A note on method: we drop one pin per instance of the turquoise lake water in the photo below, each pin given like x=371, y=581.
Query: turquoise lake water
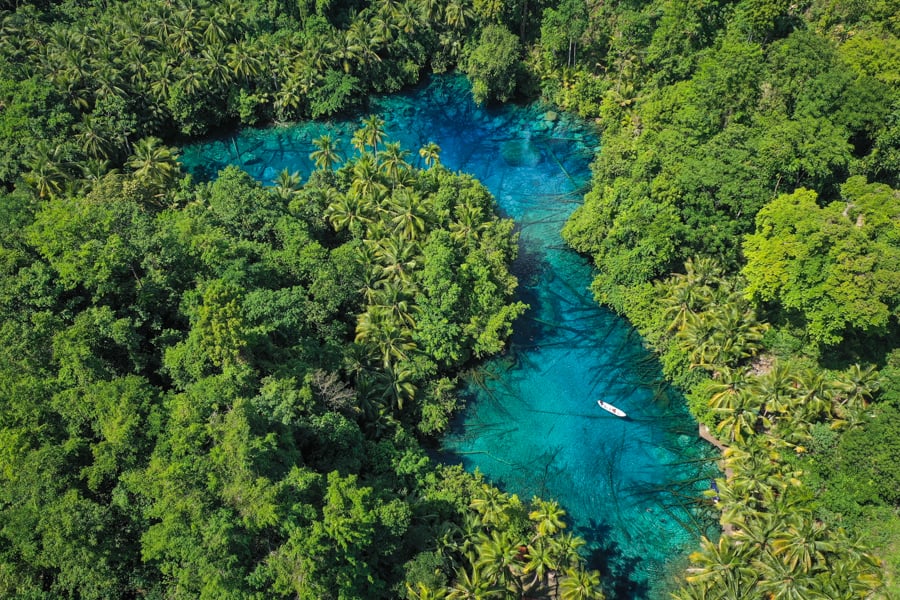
x=532, y=424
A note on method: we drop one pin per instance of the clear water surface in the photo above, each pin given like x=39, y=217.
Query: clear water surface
x=532, y=423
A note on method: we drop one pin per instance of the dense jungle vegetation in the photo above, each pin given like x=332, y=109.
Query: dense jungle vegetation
x=223, y=389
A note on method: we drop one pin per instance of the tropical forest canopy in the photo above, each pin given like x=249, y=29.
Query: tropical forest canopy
x=222, y=389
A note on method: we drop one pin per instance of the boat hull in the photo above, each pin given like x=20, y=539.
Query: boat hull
x=612, y=409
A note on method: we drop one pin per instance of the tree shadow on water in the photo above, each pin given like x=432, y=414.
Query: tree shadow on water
x=617, y=568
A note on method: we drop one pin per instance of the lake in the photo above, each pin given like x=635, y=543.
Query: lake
x=632, y=487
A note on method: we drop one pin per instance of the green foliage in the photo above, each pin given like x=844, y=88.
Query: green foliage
x=836, y=265
x=493, y=65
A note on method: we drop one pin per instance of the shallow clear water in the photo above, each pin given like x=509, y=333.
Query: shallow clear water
x=532, y=424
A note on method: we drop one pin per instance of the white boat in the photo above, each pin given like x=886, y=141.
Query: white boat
x=611, y=408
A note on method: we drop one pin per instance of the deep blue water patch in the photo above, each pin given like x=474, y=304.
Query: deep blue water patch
x=532, y=424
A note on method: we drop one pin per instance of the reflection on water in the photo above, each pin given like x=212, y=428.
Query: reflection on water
x=532, y=424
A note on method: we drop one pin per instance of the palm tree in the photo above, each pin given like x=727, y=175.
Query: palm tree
x=431, y=153
x=579, y=584
x=742, y=420
x=287, y=184
x=857, y=386
x=457, y=14
x=816, y=391
x=243, y=60
x=492, y=505
x=408, y=214
x=728, y=387
x=325, y=156
x=406, y=16
x=366, y=184
x=398, y=258
x=154, y=163
x=722, y=567
x=423, y=592
x=540, y=560
x=500, y=558
x=373, y=131
x=393, y=161
x=396, y=304
x=45, y=173
x=775, y=388
x=801, y=544
x=473, y=587
x=347, y=212
x=391, y=342
x=468, y=224
x=565, y=547
x=779, y=580
x=548, y=515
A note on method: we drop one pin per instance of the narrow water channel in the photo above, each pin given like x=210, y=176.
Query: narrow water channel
x=532, y=423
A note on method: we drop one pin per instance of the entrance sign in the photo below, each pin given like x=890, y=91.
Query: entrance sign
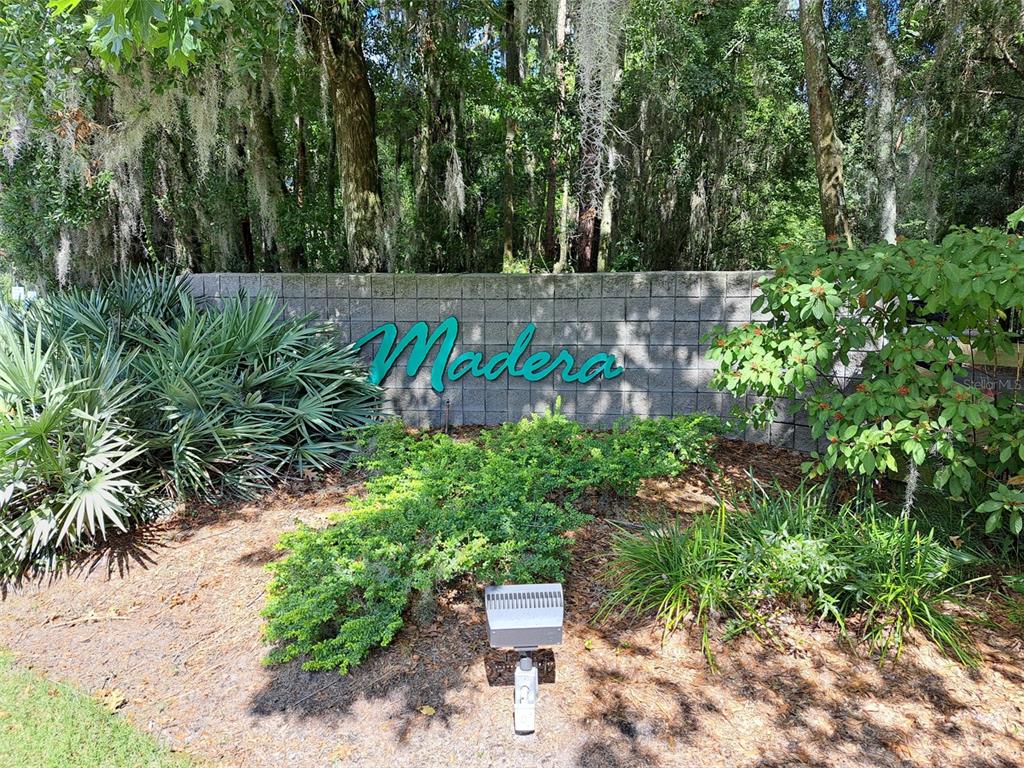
x=420, y=342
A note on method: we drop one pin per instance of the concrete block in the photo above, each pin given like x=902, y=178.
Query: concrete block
x=249, y=285
x=687, y=307
x=338, y=286
x=359, y=329
x=496, y=310
x=518, y=286
x=566, y=334
x=684, y=402
x=541, y=286
x=737, y=284
x=713, y=308
x=360, y=309
x=471, y=333
x=472, y=399
x=449, y=286
x=382, y=310
x=688, y=284
x=566, y=310
x=663, y=285
x=615, y=285
x=406, y=309
x=712, y=402
x=662, y=379
x=495, y=287
x=589, y=286
x=663, y=308
x=612, y=308
x=496, y=398
x=713, y=284
x=544, y=335
x=638, y=309
x=660, y=403
x=496, y=333
x=358, y=287
x=566, y=286
x=687, y=333
x=406, y=286
x=737, y=309
x=427, y=286
x=688, y=379
x=316, y=307
x=315, y=286
x=428, y=310
x=472, y=309
x=451, y=308
x=639, y=286
x=588, y=333
x=542, y=310
x=782, y=435
x=663, y=333
x=228, y=285
x=518, y=310
x=472, y=286
x=612, y=333
x=473, y=418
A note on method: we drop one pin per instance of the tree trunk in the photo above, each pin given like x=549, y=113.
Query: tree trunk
x=337, y=31
x=607, y=211
x=885, y=159
x=551, y=246
x=513, y=77
x=827, y=148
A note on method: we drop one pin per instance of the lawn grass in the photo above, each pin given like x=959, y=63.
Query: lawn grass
x=48, y=725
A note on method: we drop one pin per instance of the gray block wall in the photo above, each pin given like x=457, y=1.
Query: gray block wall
x=653, y=323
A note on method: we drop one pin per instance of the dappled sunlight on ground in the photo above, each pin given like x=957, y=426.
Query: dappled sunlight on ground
x=170, y=617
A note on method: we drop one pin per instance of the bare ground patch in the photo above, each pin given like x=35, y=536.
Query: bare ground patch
x=169, y=617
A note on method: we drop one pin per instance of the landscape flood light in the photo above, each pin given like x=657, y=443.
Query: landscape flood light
x=524, y=616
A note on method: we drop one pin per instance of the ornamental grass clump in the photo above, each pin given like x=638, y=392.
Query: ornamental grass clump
x=794, y=552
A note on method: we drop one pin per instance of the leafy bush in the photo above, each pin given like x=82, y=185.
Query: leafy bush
x=792, y=550
x=436, y=508
x=920, y=316
x=119, y=398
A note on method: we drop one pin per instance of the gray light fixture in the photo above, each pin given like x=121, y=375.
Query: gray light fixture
x=524, y=616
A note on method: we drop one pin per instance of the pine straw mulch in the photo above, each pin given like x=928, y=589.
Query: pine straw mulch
x=166, y=621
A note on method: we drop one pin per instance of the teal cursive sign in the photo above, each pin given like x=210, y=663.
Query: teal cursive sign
x=420, y=341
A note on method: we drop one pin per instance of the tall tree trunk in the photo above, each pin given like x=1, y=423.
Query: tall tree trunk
x=827, y=148
x=551, y=249
x=336, y=29
x=885, y=159
x=607, y=211
x=513, y=77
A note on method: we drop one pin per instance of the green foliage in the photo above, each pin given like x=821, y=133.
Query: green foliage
x=118, y=398
x=929, y=314
x=436, y=508
x=47, y=724
x=793, y=550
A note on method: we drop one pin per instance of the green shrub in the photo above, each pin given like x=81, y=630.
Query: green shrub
x=926, y=313
x=794, y=551
x=436, y=508
x=118, y=399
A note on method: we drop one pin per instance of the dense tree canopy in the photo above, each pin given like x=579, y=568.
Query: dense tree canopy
x=498, y=134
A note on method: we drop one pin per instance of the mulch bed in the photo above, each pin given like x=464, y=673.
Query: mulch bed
x=168, y=620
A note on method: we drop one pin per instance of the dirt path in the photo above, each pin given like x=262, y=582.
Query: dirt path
x=172, y=622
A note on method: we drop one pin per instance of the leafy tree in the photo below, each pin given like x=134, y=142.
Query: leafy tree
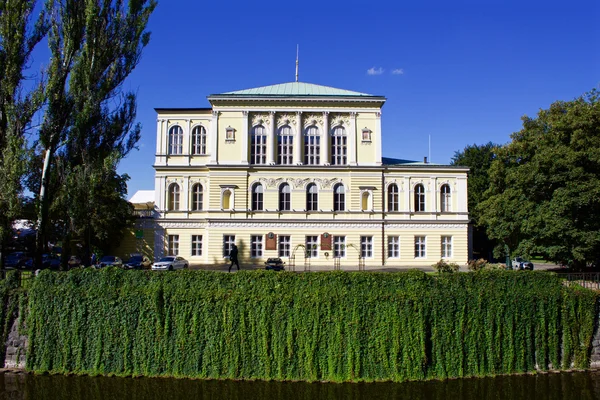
x=478, y=158
x=544, y=195
x=19, y=35
x=95, y=45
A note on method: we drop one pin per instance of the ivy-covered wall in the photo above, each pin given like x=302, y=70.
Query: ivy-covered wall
x=312, y=326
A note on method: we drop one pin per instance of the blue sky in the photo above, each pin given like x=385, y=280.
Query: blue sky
x=466, y=71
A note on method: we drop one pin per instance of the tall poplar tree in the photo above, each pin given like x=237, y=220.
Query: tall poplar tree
x=19, y=34
x=95, y=45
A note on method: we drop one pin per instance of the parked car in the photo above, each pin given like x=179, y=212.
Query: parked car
x=17, y=259
x=74, y=262
x=275, y=264
x=169, y=263
x=522, y=264
x=107, y=261
x=138, y=261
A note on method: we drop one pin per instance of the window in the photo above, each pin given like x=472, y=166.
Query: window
x=339, y=197
x=199, y=141
x=173, y=201
x=196, y=245
x=419, y=198
x=338, y=146
x=366, y=246
x=365, y=204
x=285, y=202
x=258, y=149
x=445, y=198
x=175, y=140
x=173, y=245
x=256, y=246
x=197, y=197
x=419, y=246
x=257, y=197
x=393, y=246
x=312, y=246
x=339, y=246
x=312, y=197
x=393, y=197
x=285, y=145
x=226, y=202
x=228, y=242
x=446, y=246
x=285, y=245
x=312, y=146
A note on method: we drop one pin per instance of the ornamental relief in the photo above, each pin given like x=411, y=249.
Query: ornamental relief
x=339, y=119
x=260, y=119
x=312, y=119
x=286, y=119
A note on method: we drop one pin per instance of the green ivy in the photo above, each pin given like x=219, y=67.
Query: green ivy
x=333, y=326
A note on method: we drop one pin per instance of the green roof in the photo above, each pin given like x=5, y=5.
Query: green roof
x=295, y=89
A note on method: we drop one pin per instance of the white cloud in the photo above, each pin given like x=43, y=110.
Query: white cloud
x=375, y=71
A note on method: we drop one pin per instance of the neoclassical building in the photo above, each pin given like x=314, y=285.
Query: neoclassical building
x=296, y=171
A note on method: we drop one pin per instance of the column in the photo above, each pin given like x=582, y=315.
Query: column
x=298, y=142
x=377, y=139
x=214, y=138
x=244, y=158
x=352, y=140
x=325, y=146
x=272, y=142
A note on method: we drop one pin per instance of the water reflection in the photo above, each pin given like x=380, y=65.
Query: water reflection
x=564, y=386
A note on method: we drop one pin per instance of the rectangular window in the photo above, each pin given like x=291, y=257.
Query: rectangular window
x=419, y=246
x=228, y=242
x=256, y=246
x=285, y=244
x=196, y=245
x=312, y=246
x=446, y=246
x=173, y=245
x=339, y=246
x=393, y=246
x=366, y=246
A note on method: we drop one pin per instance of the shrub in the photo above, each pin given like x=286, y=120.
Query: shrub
x=445, y=267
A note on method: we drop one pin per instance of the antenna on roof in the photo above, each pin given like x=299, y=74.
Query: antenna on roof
x=297, y=51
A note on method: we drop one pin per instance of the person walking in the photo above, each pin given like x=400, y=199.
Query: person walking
x=233, y=258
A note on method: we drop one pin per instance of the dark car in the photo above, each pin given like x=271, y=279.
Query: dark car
x=138, y=261
x=522, y=264
x=275, y=264
x=107, y=261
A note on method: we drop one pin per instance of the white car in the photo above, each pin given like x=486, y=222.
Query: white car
x=169, y=263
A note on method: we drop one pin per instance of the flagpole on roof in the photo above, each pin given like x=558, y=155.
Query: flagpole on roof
x=297, y=51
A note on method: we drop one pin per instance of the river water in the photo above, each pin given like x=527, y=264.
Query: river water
x=555, y=386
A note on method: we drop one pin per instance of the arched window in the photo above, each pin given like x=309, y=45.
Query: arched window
x=312, y=146
x=197, y=197
x=258, y=149
x=226, y=202
x=339, y=143
x=365, y=201
x=393, y=197
x=199, y=141
x=445, y=198
x=312, y=197
x=419, y=198
x=173, y=201
x=176, y=140
x=339, y=197
x=285, y=202
x=285, y=145
x=257, y=197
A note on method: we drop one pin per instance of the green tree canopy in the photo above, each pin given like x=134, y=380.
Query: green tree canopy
x=544, y=195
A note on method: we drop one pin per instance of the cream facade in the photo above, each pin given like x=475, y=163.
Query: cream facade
x=296, y=171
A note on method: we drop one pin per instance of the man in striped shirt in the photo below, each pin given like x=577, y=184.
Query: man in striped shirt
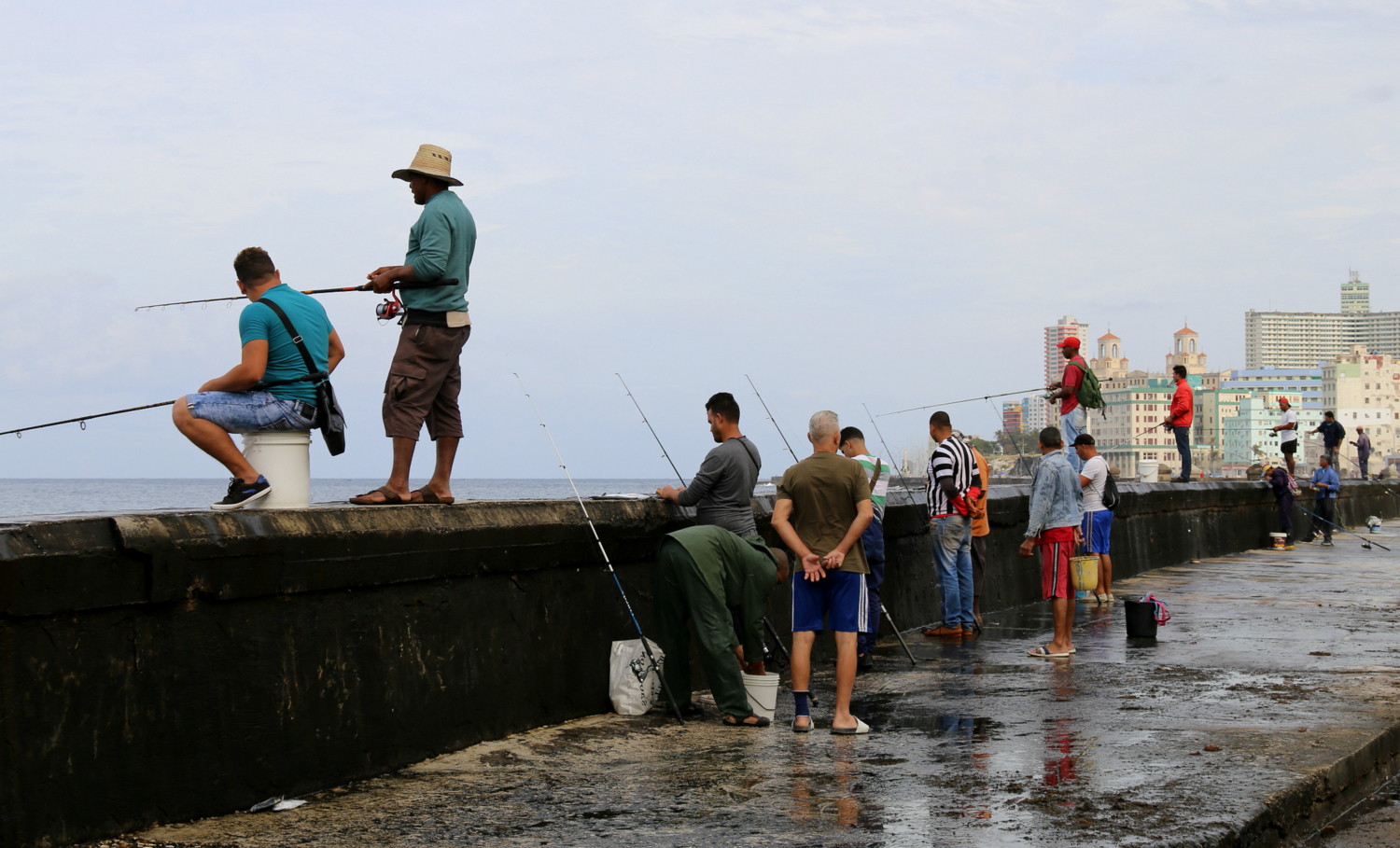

• [TASK DIRECTIONS]:
From the entries above, extract every line where the word "shirt" appears.

• [ANSWER]:
A note on method: we drop one pin per instance of the man in striped shirt in the photo below, each pin given like x=577, y=184.
Query: man in striped shirt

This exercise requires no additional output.